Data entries
>> START
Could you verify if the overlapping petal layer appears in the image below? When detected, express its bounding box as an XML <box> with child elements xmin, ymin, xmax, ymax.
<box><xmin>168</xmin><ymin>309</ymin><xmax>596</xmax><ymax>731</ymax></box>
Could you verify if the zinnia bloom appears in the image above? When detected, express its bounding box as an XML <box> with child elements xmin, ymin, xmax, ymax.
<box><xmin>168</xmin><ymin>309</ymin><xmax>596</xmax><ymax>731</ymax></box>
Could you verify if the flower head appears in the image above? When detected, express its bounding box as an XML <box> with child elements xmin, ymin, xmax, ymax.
>> END
Lay out the listing above as a Markdown table with the columns Row and Line, putting one line per row and omitting any blank lines.

| Row | Line |
|---|---|
| 1 | Could you verify if the overlapping petal layer appears in the image below? When detected, express its bounding box as an XML <box> with child elements xmin, ymin, xmax, ymax. |
| 2 | <box><xmin>168</xmin><ymin>309</ymin><xmax>596</xmax><ymax>731</ymax></box> |
| 3 | Could you verify if the zinnia bloom appears in the image above? When detected, express its bounding box as an XML <box> with child elements xmin, ymin, xmax, ymax. |
| 4 | <box><xmin>168</xmin><ymin>309</ymin><xmax>596</xmax><ymax>731</ymax></box> |
| 5 | Could you verify if the flower head appears in the image above? When detected, express its bounding box as an XML <box> with child elements xmin, ymin, xmax, ymax. |